» Given exercise:
Rewrite the listing below with every "moon" changed to "satellite" and nothing else altered.

Records excerpted from a collection
start

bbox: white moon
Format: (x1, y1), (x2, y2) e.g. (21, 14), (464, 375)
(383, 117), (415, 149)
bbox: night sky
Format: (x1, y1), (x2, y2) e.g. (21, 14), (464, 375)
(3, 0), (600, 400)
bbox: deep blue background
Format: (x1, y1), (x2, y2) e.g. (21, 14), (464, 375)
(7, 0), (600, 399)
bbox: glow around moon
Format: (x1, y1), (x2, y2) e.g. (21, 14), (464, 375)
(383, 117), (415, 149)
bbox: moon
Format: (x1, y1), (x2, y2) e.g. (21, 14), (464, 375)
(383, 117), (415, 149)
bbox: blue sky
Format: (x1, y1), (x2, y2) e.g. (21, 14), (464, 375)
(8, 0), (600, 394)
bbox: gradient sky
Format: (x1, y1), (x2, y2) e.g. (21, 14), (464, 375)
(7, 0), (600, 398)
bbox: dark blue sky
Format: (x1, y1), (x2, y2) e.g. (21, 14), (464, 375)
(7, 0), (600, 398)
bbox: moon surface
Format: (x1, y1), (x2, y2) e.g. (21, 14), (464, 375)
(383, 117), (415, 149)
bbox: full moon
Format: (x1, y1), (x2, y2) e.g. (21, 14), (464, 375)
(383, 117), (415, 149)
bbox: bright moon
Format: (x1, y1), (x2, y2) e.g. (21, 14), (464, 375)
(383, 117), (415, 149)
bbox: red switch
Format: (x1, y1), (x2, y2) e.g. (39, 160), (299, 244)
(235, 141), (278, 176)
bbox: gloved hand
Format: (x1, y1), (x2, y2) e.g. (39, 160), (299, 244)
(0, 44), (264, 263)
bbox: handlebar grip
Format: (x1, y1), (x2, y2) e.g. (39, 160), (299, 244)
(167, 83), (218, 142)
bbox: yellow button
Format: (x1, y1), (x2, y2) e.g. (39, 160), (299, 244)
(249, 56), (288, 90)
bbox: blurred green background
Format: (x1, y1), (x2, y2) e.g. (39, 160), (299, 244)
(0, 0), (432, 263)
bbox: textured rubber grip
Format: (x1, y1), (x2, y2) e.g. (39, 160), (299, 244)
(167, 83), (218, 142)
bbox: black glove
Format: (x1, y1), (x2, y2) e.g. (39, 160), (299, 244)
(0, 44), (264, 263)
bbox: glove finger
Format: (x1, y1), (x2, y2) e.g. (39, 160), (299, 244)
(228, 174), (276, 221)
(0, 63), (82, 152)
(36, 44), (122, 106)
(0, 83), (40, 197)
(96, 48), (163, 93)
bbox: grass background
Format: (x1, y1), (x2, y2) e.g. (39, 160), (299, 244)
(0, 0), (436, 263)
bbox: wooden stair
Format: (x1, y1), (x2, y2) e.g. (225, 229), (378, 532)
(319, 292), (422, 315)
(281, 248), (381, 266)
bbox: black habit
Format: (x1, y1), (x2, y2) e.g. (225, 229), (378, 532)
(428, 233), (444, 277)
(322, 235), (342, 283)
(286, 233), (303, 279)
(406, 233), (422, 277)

end

» Response for this exercise:
bbox: white satellite
Format: (x1, y1), (x2, y2) e.g. (21, 14), (464, 375)
(383, 117), (415, 149)
bbox: night sky
Format: (x1, y1), (x2, y2) e.g. (21, 14), (464, 375)
(3, 0), (600, 400)
bbox: deep blue background
Format: (x1, y1), (x2, y2) e.g. (21, 14), (464, 375)
(7, 0), (600, 399)
bbox: glow around satellite
Format: (x1, y1), (x2, y2) e.g. (21, 14), (464, 375)
(383, 117), (415, 149)
bbox: satellite
Format: (x1, y1), (x2, y2) e.g. (21, 14), (464, 375)
(383, 117), (415, 149)
bbox: blue sky
Format: (x1, y1), (x2, y2) e.g. (21, 14), (464, 375)
(8, 0), (600, 394)
bbox: gradient sky
Format: (x1, y1), (x2, y2) e.g. (21, 14), (464, 375)
(7, 0), (600, 398)
bbox: dark blue sky
Format: (x1, y1), (x2, y2) e.g. (21, 14), (464, 375)
(7, 0), (600, 398)
bbox: satellite surface
Format: (x1, y1), (x2, y2) e.g. (21, 14), (464, 375)
(383, 117), (415, 149)
bbox: full satellite
Format: (x1, y1), (x2, y2) e.g. (21, 14), (464, 375)
(383, 117), (415, 149)
bbox: bright satellite
Format: (x1, y1), (x2, y2) e.g. (21, 14), (464, 375)
(383, 117), (415, 149)
bbox: red switch
Format: (x1, y1), (x2, y2) e.g. (39, 160), (299, 244)
(235, 141), (278, 176)
bbox: gloved hand
Format: (x1, y1), (x2, y2) e.g. (39, 160), (299, 244)
(0, 44), (264, 263)
bbox: handlebar grip
Format: (x1, y1), (x2, y2) e.g. (39, 160), (299, 244)
(167, 83), (218, 142)
bbox: yellow button
Format: (x1, y1), (x2, y2) e.g. (39, 160), (299, 244)
(249, 56), (288, 90)
bbox: blurred green background
Format: (x1, y1), (x2, y2) e.g. (39, 160), (299, 244)
(0, 0), (432, 263)
bbox: textured rubber grip
Format: (x1, y1), (x2, y2) e.g. (39, 160), (299, 244)
(167, 83), (218, 142)
bbox: black glove
Format: (x1, y1), (x2, y2) e.g. (39, 160), (299, 244)
(0, 44), (264, 263)
bbox: glove finger
Format: (x1, y1), (x2, y2) e.g. (39, 160), (299, 244)
(228, 174), (276, 221)
(0, 63), (82, 152)
(36, 44), (122, 106)
(0, 83), (40, 197)
(96, 48), (163, 93)
bbox: grass background
Format: (x1, y1), (x2, y2) e.g. (39, 160), (299, 244)
(0, 0), (436, 263)
bbox: wooden stair
Format: (x1, y1), (x2, y2) e.g. (225, 229), (378, 532)
(319, 292), (422, 315)
(281, 248), (381, 266)
bbox: black habit
Format: (x1, y1), (x2, y2) e.g. (225, 229), (378, 532)
(428, 233), (444, 277)
(322, 235), (342, 283)
(286, 233), (303, 279)
(406, 233), (422, 277)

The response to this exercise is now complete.